**Problem details**
Please duplicate every one of the rows below character for character, leaving out the pictures.

## Begin Data for the task

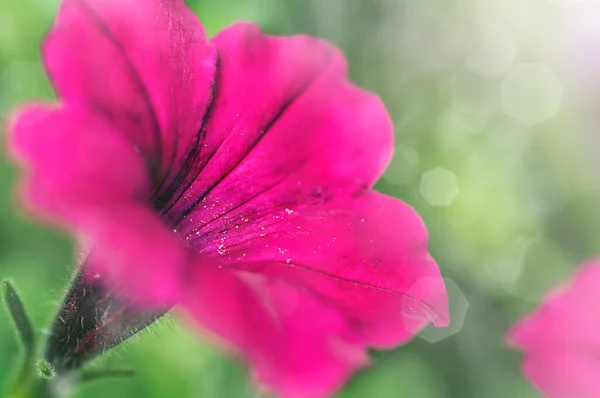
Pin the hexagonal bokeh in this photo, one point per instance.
(439, 187)
(458, 305)
(531, 93)
(571, 3)
(495, 57)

## End Data for the task

**Output for this task**
Pin the hexagonal bokeh in this photo, one point per instance.
(439, 187)
(458, 305)
(531, 93)
(571, 3)
(495, 57)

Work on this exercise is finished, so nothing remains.